EXERCISE DIRECTIONS:
Please format the lines from the one containing "Locate the short" through the end of the items as a Markdown table with the columns Row and Line. Number each row, and leave out any blank lines.

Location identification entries

/---

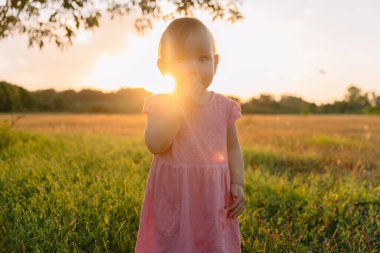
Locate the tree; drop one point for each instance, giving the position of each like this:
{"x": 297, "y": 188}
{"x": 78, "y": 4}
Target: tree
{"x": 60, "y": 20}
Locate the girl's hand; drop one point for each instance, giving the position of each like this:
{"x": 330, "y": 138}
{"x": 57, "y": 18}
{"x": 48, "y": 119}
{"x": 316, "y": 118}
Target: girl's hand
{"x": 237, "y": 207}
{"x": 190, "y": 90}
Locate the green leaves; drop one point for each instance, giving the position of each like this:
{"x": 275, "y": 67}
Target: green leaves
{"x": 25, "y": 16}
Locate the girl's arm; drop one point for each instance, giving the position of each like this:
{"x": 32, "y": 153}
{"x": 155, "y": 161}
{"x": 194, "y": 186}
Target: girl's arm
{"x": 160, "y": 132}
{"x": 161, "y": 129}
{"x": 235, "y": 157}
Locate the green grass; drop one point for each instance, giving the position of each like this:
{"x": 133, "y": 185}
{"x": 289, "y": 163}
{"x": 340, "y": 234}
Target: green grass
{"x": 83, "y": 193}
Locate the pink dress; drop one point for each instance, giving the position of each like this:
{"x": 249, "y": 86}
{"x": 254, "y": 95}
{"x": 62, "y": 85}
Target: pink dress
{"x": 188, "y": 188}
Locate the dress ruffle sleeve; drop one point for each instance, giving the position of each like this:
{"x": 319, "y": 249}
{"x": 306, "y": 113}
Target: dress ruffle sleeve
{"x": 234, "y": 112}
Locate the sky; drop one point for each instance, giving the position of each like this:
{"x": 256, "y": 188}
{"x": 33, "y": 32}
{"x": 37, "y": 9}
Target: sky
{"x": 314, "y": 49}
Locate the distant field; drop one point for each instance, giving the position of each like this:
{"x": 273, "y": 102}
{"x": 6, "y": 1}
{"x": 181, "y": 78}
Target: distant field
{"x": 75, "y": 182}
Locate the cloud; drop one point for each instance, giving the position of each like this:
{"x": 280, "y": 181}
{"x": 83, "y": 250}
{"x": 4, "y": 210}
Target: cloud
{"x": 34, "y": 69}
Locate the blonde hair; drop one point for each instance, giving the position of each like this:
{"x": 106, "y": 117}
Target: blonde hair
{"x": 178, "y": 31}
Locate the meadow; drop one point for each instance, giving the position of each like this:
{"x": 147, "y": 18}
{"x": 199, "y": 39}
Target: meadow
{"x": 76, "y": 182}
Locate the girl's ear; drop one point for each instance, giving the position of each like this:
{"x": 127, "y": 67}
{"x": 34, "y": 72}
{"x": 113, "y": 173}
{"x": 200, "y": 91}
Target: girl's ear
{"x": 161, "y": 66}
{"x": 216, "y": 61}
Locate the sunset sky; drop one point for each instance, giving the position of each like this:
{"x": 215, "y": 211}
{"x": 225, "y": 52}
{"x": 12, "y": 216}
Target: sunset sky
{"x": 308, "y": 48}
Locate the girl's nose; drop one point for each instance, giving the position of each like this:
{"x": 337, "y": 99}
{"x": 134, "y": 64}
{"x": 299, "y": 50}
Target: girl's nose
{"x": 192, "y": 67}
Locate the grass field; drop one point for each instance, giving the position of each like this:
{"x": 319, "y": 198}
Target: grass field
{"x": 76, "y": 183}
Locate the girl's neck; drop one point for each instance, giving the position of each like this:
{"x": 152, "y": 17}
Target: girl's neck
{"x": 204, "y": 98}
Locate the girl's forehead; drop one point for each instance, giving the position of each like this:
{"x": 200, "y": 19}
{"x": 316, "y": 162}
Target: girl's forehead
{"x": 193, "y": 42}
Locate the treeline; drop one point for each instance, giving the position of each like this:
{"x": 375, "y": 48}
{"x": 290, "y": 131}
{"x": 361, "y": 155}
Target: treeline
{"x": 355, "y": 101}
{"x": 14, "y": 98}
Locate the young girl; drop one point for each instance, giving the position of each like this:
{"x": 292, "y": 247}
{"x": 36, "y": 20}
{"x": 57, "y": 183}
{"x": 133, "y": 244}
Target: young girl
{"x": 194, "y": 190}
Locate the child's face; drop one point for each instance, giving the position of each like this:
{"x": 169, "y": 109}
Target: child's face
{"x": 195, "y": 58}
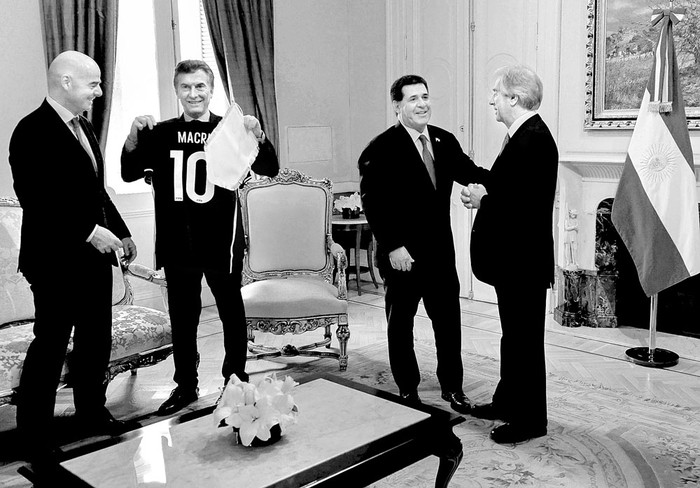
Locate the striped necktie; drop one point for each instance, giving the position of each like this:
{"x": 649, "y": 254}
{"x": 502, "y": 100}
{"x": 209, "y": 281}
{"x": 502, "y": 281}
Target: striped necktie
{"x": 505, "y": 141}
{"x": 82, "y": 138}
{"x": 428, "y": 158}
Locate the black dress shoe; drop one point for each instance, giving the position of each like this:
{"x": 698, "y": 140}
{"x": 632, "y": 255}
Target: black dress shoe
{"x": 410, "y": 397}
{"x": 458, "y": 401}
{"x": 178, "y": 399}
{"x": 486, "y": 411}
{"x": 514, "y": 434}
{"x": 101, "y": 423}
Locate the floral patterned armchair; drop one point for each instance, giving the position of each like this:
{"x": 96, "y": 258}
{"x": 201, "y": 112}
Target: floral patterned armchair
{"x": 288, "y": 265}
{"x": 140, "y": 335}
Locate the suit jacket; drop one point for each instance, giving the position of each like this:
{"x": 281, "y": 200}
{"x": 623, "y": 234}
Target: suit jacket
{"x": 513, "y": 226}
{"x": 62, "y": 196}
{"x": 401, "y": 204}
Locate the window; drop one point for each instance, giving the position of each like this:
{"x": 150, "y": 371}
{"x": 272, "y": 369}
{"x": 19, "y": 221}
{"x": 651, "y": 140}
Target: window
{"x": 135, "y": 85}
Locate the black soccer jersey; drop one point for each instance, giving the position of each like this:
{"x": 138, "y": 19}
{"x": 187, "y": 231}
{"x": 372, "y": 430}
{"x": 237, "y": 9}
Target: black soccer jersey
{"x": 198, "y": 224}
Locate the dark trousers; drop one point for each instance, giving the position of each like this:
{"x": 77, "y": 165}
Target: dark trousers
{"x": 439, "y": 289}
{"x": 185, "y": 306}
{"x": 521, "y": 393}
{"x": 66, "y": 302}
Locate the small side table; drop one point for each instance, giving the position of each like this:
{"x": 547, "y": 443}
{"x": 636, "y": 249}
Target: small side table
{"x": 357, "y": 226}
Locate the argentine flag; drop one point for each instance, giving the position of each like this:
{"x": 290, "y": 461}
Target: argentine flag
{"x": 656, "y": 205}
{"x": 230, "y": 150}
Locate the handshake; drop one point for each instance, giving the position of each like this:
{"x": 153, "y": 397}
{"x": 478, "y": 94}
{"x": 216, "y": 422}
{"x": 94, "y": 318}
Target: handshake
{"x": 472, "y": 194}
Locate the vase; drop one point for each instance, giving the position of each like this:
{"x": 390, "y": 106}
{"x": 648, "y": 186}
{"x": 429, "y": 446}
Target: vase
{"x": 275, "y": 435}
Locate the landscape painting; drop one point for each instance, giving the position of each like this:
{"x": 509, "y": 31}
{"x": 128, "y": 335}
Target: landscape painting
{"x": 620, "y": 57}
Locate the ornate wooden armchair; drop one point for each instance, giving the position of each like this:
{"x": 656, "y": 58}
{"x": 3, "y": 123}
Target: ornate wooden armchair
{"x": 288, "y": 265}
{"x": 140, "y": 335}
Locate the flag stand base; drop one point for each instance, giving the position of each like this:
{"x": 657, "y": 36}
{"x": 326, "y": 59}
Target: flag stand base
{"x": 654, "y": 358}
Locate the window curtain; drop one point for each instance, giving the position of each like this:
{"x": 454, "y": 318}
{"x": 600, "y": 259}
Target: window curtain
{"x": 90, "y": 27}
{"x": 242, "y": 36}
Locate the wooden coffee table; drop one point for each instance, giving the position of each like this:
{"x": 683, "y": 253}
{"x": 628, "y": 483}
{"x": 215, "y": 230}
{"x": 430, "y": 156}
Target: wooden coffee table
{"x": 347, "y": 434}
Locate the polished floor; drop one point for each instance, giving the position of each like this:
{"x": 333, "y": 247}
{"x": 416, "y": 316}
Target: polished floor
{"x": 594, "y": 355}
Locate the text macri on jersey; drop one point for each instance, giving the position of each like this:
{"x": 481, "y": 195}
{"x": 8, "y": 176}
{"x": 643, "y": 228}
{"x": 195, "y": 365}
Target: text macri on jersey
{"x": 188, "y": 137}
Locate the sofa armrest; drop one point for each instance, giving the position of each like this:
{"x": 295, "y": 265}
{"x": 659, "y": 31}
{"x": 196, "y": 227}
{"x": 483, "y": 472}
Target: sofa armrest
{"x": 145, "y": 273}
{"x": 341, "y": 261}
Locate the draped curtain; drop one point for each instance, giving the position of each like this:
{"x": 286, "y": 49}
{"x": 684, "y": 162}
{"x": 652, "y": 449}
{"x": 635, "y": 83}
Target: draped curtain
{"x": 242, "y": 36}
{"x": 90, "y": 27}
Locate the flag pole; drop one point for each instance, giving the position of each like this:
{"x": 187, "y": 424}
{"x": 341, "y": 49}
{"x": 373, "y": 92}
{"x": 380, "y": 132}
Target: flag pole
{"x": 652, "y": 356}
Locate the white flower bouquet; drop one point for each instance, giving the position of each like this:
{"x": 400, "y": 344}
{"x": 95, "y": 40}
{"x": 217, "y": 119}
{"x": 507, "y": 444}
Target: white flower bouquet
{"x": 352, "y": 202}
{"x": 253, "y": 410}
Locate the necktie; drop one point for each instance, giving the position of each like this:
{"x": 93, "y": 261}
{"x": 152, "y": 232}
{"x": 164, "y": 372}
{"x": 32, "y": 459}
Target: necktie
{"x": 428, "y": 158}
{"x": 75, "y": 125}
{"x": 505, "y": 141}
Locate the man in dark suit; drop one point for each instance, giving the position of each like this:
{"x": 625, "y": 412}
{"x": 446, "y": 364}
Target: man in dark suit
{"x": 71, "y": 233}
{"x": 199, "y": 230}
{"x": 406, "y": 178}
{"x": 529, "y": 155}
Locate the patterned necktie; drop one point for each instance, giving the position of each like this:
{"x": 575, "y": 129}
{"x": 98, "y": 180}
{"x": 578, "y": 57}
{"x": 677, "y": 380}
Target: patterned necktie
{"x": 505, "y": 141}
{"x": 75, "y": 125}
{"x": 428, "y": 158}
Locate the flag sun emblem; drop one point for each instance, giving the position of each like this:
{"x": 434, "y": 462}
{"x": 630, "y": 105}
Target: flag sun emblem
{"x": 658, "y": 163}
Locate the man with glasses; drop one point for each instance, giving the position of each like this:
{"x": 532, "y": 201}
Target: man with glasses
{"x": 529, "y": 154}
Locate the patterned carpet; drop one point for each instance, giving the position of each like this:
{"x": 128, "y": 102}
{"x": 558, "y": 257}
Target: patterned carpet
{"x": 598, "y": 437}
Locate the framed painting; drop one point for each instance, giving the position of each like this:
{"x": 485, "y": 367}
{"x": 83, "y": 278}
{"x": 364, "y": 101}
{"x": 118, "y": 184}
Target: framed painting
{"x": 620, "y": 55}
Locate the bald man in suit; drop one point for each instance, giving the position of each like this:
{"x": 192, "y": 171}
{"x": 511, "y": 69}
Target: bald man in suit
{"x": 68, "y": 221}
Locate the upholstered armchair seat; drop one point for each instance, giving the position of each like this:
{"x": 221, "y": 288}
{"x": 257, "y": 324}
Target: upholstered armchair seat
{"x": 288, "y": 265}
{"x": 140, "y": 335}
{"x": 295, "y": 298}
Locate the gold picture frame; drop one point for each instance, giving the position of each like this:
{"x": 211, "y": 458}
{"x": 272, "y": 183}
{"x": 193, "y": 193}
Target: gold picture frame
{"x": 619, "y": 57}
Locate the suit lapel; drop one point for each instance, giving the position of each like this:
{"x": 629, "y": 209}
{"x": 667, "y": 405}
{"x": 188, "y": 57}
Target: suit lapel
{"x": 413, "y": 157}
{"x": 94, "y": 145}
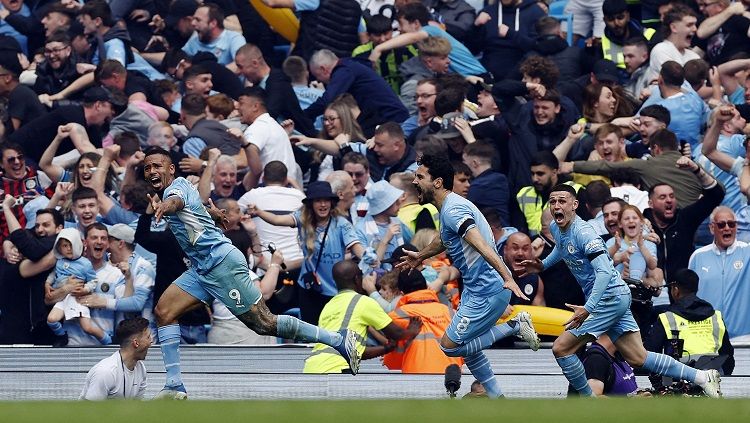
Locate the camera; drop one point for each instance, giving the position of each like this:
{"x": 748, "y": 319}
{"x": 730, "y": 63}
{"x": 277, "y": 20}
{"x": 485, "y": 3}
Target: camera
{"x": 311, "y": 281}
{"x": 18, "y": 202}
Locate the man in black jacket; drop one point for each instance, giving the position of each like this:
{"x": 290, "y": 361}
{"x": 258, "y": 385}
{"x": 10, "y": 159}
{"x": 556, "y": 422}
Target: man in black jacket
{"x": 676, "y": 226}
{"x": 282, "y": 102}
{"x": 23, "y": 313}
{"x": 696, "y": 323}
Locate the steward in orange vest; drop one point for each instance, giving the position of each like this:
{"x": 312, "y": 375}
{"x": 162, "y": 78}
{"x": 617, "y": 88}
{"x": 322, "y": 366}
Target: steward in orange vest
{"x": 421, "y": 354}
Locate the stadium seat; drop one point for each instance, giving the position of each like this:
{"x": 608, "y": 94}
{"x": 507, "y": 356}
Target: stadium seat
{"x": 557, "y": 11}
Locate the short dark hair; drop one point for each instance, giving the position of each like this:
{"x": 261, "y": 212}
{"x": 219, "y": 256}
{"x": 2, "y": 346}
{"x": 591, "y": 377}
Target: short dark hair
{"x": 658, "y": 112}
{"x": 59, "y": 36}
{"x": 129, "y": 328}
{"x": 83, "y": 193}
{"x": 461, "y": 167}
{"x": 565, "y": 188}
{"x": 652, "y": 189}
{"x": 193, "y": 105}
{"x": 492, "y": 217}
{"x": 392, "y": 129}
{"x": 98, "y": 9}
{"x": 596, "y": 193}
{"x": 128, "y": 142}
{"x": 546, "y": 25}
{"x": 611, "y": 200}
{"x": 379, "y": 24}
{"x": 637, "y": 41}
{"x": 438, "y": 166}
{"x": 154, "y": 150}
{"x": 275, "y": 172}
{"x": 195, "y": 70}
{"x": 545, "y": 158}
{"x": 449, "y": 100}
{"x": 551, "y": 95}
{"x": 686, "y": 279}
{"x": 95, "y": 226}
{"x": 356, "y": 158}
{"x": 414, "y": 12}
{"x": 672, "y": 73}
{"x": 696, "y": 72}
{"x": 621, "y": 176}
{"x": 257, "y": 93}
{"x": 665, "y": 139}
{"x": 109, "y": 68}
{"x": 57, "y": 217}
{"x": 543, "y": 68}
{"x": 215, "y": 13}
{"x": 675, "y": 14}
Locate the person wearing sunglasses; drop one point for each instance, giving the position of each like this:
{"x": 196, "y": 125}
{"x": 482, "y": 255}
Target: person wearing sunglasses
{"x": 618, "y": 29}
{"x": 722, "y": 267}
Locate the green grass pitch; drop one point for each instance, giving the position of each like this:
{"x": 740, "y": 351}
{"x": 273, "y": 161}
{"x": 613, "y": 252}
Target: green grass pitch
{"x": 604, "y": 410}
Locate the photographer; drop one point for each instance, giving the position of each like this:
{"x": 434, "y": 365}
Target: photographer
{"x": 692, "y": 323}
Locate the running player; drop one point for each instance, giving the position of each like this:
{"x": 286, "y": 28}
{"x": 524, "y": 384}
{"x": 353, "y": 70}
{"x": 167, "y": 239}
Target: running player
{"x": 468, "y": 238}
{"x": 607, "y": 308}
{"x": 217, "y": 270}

\---

ANSWER TO THIS EXERCISE:
| Row | Line |
|---|---|
| 1 | Locate the short dark hair; drop one point for each instance, giving the position of each like this: |
| 2 | {"x": 261, "y": 212} |
| 3 | {"x": 219, "y": 256} |
| 4 | {"x": 2, "y": 346} |
| 5 | {"x": 591, "y": 377} |
| 6 | Target: short dark hair |
| 7 | {"x": 658, "y": 112} |
| 8 | {"x": 59, "y": 36} |
| 9 | {"x": 129, "y": 328} |
| 10 | {"x": 83, "y": 193} |
| 11 | {"x": 461, "y": 167} |
| 12 | {"x": 565, "y": 188} |
| 13 | {"x": 652, "y": 189} |
| 14 | {"x": 193, "y": 105} |
| 15 | {"x": 492, "y": 217} |
| 16 | {"x": 392, "y": 129} |
| 17 | {"x": 98, "y": 9} |
| 18 | {"x": 596, "y": 193} |
| 19 | {"x": 128, "y": 142} |
| 20 | {"x": 546, "y": 25} |
| 21 | {"x": 611, "y": 200} |
| 22 | {"x": 379, "y": 24} |
| 23 | {"x": 637, "y": 41} |
| 24 | {"x": 438, "y": 166} |
| 25 | {"x": 154, "y": 150} |
| 26 | {"x": 275, "y": 172} |
| 27 | {"x": 195, "y": 70} |
| 28 | {"x": 545, "y": 158} |
| 29 | {"x": 449, "y": 100} |
| 30 | {"x": 551, "y": 95} |
| 31 | {"x": 686, "y": 279} |
| 32 | {"x": 95, "y": 226} |
| 33 | {"x": 356, "y": 158} |
| 34 | {"x": 414, "y": 12} |
| 35 | {"x": 672, "y": 73} |
| 36 | {"x": 696, "y": 72} |
| 37 | {"x": 621, "y": 176} |
| 38 | {"x": 257, "y": 93} |
| 39 | {"x": 665, "y": 139} |
| 40 | {"x": 109, "y": 68} |
| 41 | {"x": 57, "y": 217} |
| 42 | {"x": 543, "y": 68} |
| 43 | {"x": 215, "y": 13} |
| 44 | {"x": 675, "y": 14} |
| 45 | Locate the person wearing sunglasses; drop one point for each instance, giving the position of each like this: |
| 46 | {"x": 196, "y": 125} |
| 47 | {"x": 482, "y": 255} |
| 48 | Target: person wearing sunglasses |
| 49 | {"x": 618, "y": 29} |
| 50 | {"x": 722, "y": 267} |
| 51 | Locate the green grass pitch; drop one point for each instance, giving the position of each like this: |
| 52 | {"x": 740, "y": 351} |
| 53 | {"x": 273, "y": 161} |
| 54 | {"x": 613, "y": 252} |
| 55 | Target: green grass pitch |
| 56 | {"x": 604, "y": 410} |
| 57 | Locate the photographer; drop one point for each instance, giving the position of each like this: |
| 58 | {"x": 434, "y": 365} |
| 59 | Target: photographer |
| 60 | {"x": 692, "y": 323} |
| 61 | Locate the running player; drop one point for each instance, giving the position of each like this: |
| 62 | {"x": 286, "y": 28} |
| 63 | {"x": 524, "y": 384} |
| 64 | {"x": 353, "y": 70} |
| 65 | {"x": 167, "y": 239} |
| 66 | Target: running player |
| 67 | {"x": 468, "y": 238} |
| 68 | {"x": 607, "y": 308} |
| 69 | {"x": 217, "y": 270} |